__Data provided__:
━━━━━━━━━━━━━━━━━━━━

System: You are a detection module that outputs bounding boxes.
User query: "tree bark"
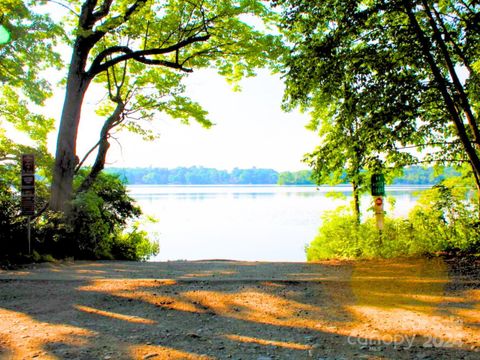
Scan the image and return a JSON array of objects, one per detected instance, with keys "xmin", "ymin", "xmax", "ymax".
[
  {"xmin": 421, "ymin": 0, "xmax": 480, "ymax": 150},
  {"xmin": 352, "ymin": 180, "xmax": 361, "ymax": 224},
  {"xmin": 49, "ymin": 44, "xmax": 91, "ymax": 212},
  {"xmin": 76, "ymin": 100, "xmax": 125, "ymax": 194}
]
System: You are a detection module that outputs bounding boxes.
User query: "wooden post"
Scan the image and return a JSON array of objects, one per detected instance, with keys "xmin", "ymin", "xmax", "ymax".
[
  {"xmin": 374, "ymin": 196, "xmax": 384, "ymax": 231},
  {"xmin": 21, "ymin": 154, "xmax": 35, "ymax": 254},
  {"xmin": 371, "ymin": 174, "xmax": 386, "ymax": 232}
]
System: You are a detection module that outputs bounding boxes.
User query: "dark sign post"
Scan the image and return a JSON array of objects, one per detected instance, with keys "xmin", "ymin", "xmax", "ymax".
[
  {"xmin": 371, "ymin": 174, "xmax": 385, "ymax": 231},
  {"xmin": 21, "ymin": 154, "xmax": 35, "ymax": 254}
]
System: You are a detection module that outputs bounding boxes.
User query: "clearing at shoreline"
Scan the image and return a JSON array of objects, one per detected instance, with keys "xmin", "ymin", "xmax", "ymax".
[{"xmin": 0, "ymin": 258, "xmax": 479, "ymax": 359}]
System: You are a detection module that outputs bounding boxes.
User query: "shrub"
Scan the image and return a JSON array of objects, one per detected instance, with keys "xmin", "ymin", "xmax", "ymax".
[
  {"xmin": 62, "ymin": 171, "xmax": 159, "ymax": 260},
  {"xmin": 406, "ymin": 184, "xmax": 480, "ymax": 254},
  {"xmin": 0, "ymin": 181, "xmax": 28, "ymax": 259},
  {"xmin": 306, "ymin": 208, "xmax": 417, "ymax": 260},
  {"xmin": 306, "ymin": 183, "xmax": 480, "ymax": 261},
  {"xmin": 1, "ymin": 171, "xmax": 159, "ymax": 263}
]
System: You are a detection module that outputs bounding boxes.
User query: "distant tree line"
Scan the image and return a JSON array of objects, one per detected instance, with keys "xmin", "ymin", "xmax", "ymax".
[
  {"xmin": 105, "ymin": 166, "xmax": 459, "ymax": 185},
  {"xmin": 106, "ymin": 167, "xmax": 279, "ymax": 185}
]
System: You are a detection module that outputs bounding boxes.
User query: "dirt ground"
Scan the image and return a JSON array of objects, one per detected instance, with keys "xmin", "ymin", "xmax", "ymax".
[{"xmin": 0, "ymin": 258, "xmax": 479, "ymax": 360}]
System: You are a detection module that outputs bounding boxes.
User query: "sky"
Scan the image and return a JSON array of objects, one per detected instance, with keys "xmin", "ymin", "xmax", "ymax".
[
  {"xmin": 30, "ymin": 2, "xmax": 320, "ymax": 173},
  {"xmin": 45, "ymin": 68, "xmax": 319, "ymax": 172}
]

━━━━━━━━━━━━━━━━━━━━

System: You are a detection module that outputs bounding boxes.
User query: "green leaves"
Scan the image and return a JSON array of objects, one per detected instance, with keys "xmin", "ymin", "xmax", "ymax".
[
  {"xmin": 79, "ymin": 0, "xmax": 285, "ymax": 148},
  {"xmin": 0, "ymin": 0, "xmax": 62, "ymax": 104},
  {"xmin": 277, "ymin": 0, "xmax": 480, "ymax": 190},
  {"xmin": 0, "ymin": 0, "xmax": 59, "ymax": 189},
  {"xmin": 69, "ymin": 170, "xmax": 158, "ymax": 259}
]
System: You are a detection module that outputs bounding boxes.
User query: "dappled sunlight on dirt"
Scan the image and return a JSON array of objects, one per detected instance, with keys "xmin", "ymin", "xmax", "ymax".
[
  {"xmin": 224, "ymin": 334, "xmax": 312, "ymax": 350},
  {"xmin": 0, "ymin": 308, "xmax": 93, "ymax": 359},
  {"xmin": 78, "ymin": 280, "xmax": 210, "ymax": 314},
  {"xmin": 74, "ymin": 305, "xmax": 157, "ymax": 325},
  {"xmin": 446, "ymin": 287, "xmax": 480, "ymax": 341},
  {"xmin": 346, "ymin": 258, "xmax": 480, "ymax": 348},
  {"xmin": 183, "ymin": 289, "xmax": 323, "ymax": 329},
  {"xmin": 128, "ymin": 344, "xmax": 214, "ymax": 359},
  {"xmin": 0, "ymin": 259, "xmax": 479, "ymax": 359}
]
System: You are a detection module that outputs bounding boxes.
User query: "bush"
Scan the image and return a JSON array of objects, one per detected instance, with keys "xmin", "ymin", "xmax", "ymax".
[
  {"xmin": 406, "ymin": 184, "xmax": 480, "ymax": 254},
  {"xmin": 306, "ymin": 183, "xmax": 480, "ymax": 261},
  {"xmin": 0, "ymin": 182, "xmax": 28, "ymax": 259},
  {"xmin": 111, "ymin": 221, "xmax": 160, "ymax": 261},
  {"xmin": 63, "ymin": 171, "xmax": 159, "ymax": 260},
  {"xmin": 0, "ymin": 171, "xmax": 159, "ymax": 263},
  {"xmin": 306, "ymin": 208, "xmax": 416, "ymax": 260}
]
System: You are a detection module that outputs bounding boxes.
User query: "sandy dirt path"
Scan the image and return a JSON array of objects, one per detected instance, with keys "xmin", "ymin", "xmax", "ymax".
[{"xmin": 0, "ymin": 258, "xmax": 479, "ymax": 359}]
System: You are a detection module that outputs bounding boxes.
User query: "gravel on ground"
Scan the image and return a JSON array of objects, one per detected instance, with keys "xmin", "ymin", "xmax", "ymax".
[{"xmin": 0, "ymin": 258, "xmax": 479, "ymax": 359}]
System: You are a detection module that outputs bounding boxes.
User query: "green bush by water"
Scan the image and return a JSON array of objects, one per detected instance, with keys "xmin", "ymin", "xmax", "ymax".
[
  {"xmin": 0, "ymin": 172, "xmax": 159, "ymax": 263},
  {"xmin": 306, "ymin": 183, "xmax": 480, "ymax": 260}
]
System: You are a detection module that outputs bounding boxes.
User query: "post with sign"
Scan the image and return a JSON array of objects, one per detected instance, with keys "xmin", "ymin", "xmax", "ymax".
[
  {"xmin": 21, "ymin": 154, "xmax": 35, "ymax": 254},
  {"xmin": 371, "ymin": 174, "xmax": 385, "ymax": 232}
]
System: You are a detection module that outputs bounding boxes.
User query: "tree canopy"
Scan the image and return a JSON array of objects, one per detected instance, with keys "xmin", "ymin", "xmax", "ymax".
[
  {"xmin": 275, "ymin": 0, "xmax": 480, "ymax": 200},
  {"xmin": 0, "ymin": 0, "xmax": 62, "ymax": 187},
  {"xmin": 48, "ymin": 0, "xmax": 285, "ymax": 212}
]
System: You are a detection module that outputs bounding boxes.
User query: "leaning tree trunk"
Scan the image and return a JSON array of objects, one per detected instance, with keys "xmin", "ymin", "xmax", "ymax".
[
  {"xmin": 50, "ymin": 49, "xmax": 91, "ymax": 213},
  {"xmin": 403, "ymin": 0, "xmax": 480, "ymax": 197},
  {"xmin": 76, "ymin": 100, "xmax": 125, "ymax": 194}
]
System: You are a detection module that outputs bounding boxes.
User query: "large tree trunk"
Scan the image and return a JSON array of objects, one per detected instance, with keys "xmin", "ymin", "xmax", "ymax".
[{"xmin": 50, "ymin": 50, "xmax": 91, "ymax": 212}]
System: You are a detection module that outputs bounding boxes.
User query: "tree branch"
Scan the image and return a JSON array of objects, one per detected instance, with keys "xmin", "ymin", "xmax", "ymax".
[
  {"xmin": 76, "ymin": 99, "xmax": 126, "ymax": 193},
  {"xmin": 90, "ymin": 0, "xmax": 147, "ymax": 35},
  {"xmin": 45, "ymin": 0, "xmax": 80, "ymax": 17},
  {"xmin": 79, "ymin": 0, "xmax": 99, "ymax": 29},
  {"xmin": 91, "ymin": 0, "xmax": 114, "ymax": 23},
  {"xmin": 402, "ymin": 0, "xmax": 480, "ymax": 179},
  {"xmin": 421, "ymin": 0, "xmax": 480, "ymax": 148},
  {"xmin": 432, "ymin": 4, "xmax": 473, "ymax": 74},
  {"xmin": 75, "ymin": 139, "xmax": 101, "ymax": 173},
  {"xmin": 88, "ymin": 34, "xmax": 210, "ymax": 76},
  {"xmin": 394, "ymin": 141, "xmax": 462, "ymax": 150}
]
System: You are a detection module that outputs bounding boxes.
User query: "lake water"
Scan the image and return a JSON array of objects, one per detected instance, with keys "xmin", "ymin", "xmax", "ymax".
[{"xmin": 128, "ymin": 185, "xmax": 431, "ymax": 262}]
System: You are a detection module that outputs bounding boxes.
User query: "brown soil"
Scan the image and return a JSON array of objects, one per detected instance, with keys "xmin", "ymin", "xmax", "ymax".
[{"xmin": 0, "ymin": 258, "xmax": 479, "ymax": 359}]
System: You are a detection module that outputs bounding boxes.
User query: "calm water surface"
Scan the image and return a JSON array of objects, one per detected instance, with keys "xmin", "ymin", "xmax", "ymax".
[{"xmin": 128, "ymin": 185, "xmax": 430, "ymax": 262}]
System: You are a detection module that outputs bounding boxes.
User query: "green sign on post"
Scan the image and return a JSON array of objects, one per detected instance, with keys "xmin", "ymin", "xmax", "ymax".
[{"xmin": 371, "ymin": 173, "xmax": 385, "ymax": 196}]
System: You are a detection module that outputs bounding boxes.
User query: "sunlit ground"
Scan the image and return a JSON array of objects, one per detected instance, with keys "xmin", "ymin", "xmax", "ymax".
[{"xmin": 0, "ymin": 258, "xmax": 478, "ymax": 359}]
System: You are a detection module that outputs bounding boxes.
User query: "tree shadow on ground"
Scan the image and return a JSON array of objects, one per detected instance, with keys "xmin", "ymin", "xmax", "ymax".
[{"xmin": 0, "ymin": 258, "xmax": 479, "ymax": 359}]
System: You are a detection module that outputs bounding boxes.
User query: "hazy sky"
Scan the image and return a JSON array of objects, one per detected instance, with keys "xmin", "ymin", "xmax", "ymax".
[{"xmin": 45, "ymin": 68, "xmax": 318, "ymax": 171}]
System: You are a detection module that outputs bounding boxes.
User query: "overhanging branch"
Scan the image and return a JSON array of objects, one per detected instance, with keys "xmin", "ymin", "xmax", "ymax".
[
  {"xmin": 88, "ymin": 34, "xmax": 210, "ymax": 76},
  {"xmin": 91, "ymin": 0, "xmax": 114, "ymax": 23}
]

━━━━━━━━━━━━━━━━━━━━

__Directions__:
Return the lines above that include the string "sign".

__Result of the exercise__:
User query: "dark sign post"
User query: "post with sign"
User query: "green sign on post"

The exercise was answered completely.